REQUIREMENT: What lines in the data hold the string "bokeh"? Show them.

TASK INPUTS:
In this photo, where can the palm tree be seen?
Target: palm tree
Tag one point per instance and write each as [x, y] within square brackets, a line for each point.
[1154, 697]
--
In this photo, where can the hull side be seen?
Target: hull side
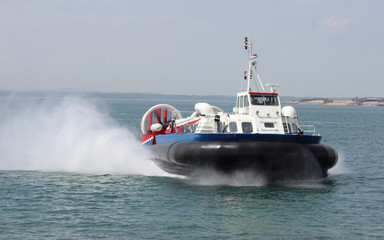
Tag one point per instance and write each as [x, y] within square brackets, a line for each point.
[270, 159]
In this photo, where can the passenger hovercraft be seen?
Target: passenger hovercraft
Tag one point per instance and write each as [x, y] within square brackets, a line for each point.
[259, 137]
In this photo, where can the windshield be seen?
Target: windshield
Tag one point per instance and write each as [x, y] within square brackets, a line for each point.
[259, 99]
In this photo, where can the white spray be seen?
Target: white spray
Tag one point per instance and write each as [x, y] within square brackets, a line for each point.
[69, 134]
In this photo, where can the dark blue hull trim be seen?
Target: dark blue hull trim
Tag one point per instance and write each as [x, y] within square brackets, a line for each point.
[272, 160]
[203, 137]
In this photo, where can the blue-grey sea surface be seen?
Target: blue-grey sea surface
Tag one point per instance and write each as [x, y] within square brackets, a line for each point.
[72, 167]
--
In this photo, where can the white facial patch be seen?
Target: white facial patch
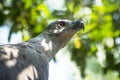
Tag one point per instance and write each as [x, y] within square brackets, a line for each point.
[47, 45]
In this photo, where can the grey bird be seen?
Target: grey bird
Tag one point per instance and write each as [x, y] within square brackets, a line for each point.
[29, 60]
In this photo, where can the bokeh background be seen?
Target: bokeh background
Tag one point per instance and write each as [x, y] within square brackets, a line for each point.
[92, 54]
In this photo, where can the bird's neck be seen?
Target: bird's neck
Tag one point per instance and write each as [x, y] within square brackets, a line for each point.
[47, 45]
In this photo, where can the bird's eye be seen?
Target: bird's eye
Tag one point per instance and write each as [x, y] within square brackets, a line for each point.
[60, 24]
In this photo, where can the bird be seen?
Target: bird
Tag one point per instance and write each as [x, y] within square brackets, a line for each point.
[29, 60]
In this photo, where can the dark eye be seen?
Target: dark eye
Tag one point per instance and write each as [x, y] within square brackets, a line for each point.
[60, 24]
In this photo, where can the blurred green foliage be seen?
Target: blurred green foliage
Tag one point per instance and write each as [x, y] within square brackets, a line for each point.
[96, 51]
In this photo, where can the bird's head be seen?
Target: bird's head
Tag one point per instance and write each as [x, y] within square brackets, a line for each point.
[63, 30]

RESPONSE FOR THIS EXERCISE:
In this photo, where can the bokeh background be seen?
Target: bokeh background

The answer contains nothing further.